RT Journal Article
SR Electronic
T1 Non-linear tradeoffs allow cooperation to evolve from Prisoner’s Dilemma to Snow Drift
JF bioRxiv
FD Cold Spring Harbor Laboratory
SP 091041
DO 10.1101/091041
A1 Lin Chao
A1 Santiago F. Elena
YR 2016
UL http://biorxiv.org/content/early/2016/12/06/091041.abstract
AB The existence of cooperation or the production of public goods is a major evolutionary conundrum. Restricting the goods to kin or to reciprocating individuals is promoted as a solution, but that is inappropriate because the benefits are no longer public. Without kinship or reciprocation, the evolution of cooperation is limited by the Prisoner’s Dilemma (PD) game, which drives cooperators to extinction and selects for defectors that produce fewer public goods. Here we use existing molecular and genetic information on RNA viruses to create a mathematical model for the evolution of cooperation as a function of group size. While diffusible gene products are public goods, group size is represented by the number of virions co-infecting a host cell. Our results show that if a virus’ investment into replication versus making gene products conforms to a linear tradeoff, the viruses evolve into a monomorphic population that remains trapped by PD. However, if the tradeoff is non-linear and group size exceeds a threshold, selection is diversifying and the population bifurcates into a dimorphic state with lineages of ultra-defectors and ultra-cooperators. The modeling of a non-linear tradeoff and ultra-defectors was motivated by the existence of viral defective interfering (DI) particles, which are contracted viral genomes that lack coding regions and therefore gain an extra advantage by being smaller than defectors that make some public goods. If group size is further increased, the ultra-cooperators evolve to produce public goods at a maximum rate that matches the production evolved by kin selection. The emergence of ultra-defectors and ultra-cooperators in our model creates the Snow Drift (SD) game, which is the most advanced form of cooperation. Thus, our model shows that evolution can easily transition from PD to SD via the increase of group size. Although formulated for viruses, our model is easily adaptable to most biological systems.

◆ EXERCISE DETAILS
In the article abstract above, what represents group size in the model?

Spatial localization data

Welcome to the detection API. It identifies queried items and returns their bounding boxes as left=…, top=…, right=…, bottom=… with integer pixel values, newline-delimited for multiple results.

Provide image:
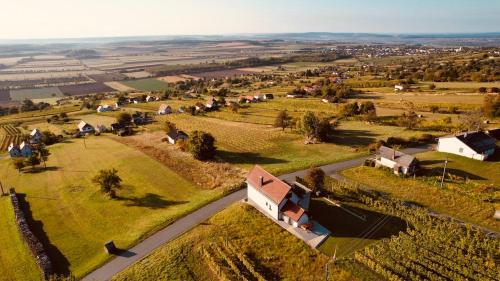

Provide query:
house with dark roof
left=437, top=131, right=496, bottom=161
left=246, top=165, right=311, bottom=227
left=375, top=146, right=417, bottom=175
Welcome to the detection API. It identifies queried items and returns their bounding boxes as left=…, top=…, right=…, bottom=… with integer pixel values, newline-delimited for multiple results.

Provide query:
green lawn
left=120, top=78, right=170, bottom=92
left=0, top=136, right=221, bottom=277
left=0, top=196, right=41, bottom=281
left=153, top=114, right=366, bottom=174
left=114, top=204, right=368, bottom=281
left=342, top=152, right=500, bottom=231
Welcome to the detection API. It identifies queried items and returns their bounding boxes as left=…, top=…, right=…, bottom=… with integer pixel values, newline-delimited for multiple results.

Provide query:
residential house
left=30, top=129, right=43, bottom=143
left=246, top=165, right=311, bottom=227
left=97, top=104, right=114, bottom=112
left=394, top=85, right=405, bottom=92
left=78, top=120, right=95, bottom=134
left=158, top=104, right=172, bottom=115
left=437, top=131, right=496, bottom=161
left=19, top=141, right=33, bottom=157
left=167, top=130, right=189, bottom=144
left=375, top=146, right=418, bottom=175
left=7, top=142, right=22, bottom=158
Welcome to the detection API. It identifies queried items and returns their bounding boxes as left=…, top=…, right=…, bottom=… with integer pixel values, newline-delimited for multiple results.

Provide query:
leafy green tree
left=12, top=158, right=26, bottom=173
left=189, top=131, right=217, bottom=161
left=116, top=112, right=132, bottom=125
left=92, top=168, right=122, bottom=198
left=274, top=110, right=292, bottom=131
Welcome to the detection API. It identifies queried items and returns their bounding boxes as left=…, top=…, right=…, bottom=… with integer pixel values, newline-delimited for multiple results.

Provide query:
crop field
left=156, top=114, right=366, bottom=174
left=113, top=201, right=364, bottom=281
left=59, top=83, right=116, bottom=96
left=121, top=78, right=170, bottom=92
left=0, top=125, right=22, bottom=151
left=0, top=137, right=221, bottom=278
left=10, top=87, right=63, bottom=101
left=342, top=152, right=500, bottom=231
left=104, top=81, right=137, bottom=92
left=0, top=196, right=41, bottom=281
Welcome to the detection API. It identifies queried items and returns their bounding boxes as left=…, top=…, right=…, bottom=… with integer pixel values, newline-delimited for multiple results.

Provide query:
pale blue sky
left=0, top=0, right=500, bottom=39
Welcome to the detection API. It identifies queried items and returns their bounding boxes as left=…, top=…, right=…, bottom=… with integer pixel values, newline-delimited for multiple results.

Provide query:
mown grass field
left=0, top=136, right=222, bottom=277
left=113, top=204, right=372, bottom=281
left=342, top=152, right=500, bottom=231
left=0, top=196, right=41, bottom=281
left=120, top=78, right=170, bottom=92
left=157, top=114, right=365, bottom=174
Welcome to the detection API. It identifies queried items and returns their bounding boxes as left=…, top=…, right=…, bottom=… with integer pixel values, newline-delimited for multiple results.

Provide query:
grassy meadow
left=113, top=204, right=372, bottom=281
left=342, top=152, right=500, bottom=231
left=0, top=196, right=41, bottom=281
left=0, top=136, right=222, bottom=277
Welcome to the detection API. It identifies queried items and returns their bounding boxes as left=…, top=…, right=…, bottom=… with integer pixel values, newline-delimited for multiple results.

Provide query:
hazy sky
left=0, top=0, right=500, bottom=39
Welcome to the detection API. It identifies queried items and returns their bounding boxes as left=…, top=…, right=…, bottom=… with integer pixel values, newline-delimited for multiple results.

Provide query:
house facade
left=246, top=165, right=311, bottom=227
left=437, top=131, right=496, bottom=161
left=78, top=120, right=95, bottom=134
left=375, top=146, right=417, bottom=175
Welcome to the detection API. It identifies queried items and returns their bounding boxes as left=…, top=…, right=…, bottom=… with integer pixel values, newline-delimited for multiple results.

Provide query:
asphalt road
left=82, top=189, right=247, bottom=281
left=82, top=147, right=429, bottom=281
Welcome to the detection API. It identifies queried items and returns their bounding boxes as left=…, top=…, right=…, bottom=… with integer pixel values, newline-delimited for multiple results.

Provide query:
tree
left=12, top=158, right=26, bottom=173
left=189, top=131, right=217, bottom=161
left=116, top=112, right=132, bottom=125
left=304, top=167, right=325, bottom=192
left=92, top=168, right=122, bottom=198
left=398, top=110, right=418, bottom=130
left=300, top=111, right=319, bottom=140
left=274, top=110, right=292, bottom=131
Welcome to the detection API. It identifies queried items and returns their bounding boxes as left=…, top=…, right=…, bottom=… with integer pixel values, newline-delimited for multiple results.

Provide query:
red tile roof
left=247, top=165, right=291, bottom=204
left=281, top=201, right=305, bottom=222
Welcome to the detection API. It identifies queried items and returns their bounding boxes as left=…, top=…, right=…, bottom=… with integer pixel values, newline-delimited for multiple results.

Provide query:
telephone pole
left=441, top=157, right=448, bottom=188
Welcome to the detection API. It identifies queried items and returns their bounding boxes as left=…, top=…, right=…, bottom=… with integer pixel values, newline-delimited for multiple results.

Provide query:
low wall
left=10, top=189, right=53, bottom=280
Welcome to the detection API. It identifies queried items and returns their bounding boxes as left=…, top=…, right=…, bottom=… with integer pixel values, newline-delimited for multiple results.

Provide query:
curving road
left=82, top=147, right=429, bottom=281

◆ ANSWER TO THIS EXERCISE
The number of virions co-infecting a host cell.